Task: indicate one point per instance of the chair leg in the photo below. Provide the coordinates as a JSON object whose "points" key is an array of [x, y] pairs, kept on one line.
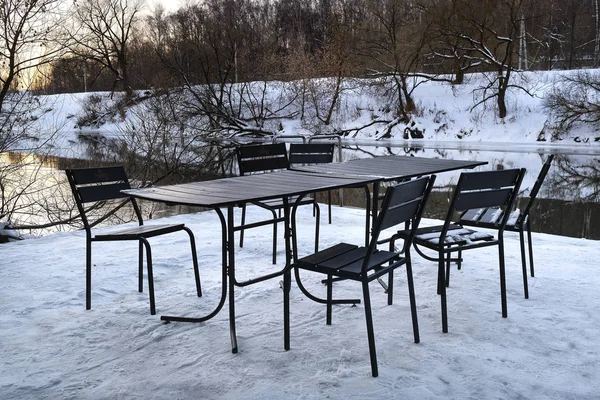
{"points": [[287, 282], [502, 278], [523, 263], [370, 332], [274, 238], [442, 292], [317, 224], [243, 222], [448, 270], [329, 298], [530, 244], [141, 267], [150, 276], [390, 287], [413, 302], [194, 261], [329, 205], [88, 274]]}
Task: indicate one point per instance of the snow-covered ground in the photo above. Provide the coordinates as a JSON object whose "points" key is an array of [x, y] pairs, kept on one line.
{"points": [[445, 114], [52, 348]]}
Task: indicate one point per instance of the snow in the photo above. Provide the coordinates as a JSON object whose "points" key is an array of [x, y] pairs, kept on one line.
{"points": [[51, 347]]}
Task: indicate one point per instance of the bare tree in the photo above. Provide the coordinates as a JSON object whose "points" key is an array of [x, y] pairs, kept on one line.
{"points": [[27, 45], [102, 33]]}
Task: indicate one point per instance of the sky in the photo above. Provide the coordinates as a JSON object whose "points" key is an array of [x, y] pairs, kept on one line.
{"points": [[51, 347]]}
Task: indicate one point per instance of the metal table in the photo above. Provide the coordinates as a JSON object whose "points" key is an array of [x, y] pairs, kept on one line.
{"points": [[390, 168], [230, 192]]}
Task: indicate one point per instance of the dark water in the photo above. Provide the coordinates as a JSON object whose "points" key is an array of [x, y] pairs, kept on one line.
{"points": [[568, 202]]}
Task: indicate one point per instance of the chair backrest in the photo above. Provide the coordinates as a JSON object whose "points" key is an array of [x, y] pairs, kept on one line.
○ ○ ○ ○ ○
◆ Exercise prompt ◆
Switch each "indicate" in the material above to "mark" and write out the material again, leaving everything else unchanged. Leave the pictures out.

◆ Answer below ◆
Task: mark one point per instance of the chair leg in the photo below. Provide the coordinates as a JSON object whose "points" key is an array of [x, y] pairs, kept on one line.
{"points": [[287, 282], [502, 278], [523, 263], [370, 332], [274, 238], [442, 292], [317, 224], [243, 222], [448, 270], [329, 298], [530, 244], [141, 267], [150, 276], [390, 287], [413, 302], [194, 261], [329, 205], [88, 274]]}
Task: mark one point per instance of the snow-covered ground in the photo above. Provide the coordinates as a JSON object whose "points" key is an array of [x, y] pairs, kept on one line.
{"points": [[445, 114], [52, 348]]}
Task: mark one point per instance of the snow in the photo above. Provide the coordinates as a JSON object whose "points" key is an array of [x, y] pairs, kept on one line.
{"points": [[51, 347]]}
Task: mark one point per instance of the bare tree in the photo above. Provide the coordinates as a JSON object whose "points" key is an array of [x, y] pairs, kept on one line.
{"points": [[27, 45], [102, 33]]}
Task: mark one point per instance of the sky in the photo above. Provide the coordinates as a JSON object whose "points" key is an array of [x, y] pairs, kept on one line.
{"points": [[51, 347]]}
Task: mark one point per instance of the metal table in the photo above. Provide the coordinates as a JSON object whose "points" key is an array of [x, y] pairs, kept on one line.
{"points": [[390, 168], [230, 192]]}
Task: mark one point per instance of the dark water in the photo above. Provide the coordinates as a JSON object whose "points" key is an array of [x, y] pairs, kept on one line.
{"points": [[568, 202]]}
Task: mark one point per instance of the chair backrest in the photo above. Provide the coordinates as a JSON object whose "points" key is an array of [x, y] pairs, kept on one line.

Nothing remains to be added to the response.